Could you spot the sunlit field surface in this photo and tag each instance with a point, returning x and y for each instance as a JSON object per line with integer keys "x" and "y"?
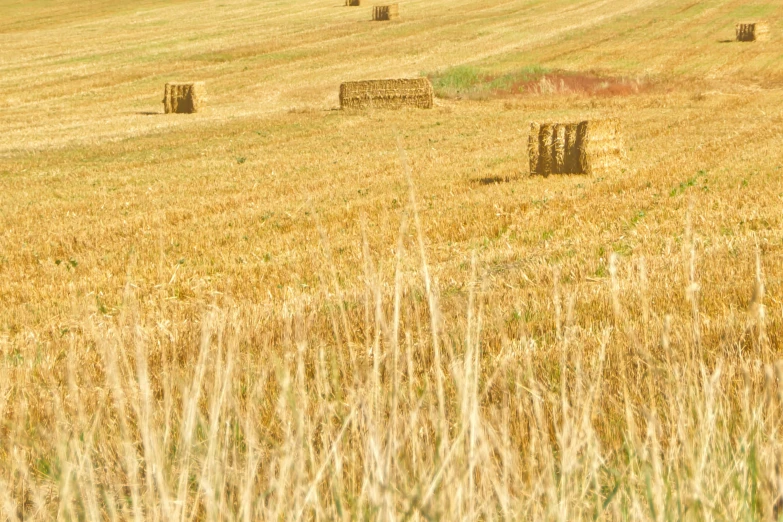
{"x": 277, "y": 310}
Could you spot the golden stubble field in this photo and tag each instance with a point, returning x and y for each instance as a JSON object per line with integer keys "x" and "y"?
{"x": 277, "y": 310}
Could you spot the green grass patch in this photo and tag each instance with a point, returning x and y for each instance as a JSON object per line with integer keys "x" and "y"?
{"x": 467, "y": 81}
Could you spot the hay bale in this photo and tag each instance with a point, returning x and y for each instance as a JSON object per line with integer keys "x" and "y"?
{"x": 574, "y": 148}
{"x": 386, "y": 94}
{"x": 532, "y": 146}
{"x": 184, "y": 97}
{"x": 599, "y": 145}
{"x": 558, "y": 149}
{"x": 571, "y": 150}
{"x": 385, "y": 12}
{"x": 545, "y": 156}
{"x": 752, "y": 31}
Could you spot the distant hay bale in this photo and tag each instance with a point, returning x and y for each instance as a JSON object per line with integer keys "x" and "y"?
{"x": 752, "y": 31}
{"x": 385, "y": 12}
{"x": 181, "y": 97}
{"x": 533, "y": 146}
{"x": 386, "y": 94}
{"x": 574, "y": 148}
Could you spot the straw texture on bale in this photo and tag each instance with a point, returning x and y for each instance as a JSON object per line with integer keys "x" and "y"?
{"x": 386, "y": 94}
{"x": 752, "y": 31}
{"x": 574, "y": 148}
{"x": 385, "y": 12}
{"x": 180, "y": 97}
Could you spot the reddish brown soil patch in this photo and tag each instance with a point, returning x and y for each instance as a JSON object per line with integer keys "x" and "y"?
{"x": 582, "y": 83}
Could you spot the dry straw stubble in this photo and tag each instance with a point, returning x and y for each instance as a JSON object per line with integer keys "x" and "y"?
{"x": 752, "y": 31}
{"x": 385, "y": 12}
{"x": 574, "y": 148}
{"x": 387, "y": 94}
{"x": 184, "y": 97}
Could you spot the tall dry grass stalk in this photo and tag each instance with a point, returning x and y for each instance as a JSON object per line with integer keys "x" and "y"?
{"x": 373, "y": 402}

☆ ☆ ☆ ☆ ☆

### Problem statement
Nothing but the lines from the one containing "Could you spot the distant" to the last line of the listing above belongs in the answer; restate each word for word.

### Answer to this problem
Could you spot the distant hay bale in this photo and tag each instance with a point, returning x and y for each instance as a JSON object per line with integer keys "x" and "y"?
{"x": 752, "y": 31}
{"x": 385, "y": 12}
{"x": 181, "y": 97}
{"x": 533, "y": 146}
{"x": 386, "y": 94}
{"x": 574, "y": 148}
Could you spot the straw texture on bale in this photo and tag each instance with a point, returning x and y for each instance as a JSON object per line with integer keys "x" and "y"?
{"x": 386, "y": 94}
{"x": 752, "y": 31}
{"x": 574, "y": 148}
{"x": 385, "y": 12}
{"x": 180, "y": 97}
Could you spot the reddish brown soil patch in this photo and tag each instance with a point, returning x and y for each instance as a JSON object per line with integer keys "x" and "y"?
{"x": 582, "y": 83}
Could you spot the dry straw stubble in this photo and tag each instance with a point, returning x and y for each instance as a JSON object per line with integer keys "x" and "y"?
{"x": 752, "y": 31}
{"x": 385, "y": 12}
{"x": 574, "y": 148}
{"x": 387, "y": 94}
{"x": 184, "y": 97}
Could you spot the tall dry grass stalk in this photo and tag each instance with a point, returning x and y for each instance as a JSON object per line with integer keys "x" and "y"?
{"x": 373, "y": 402}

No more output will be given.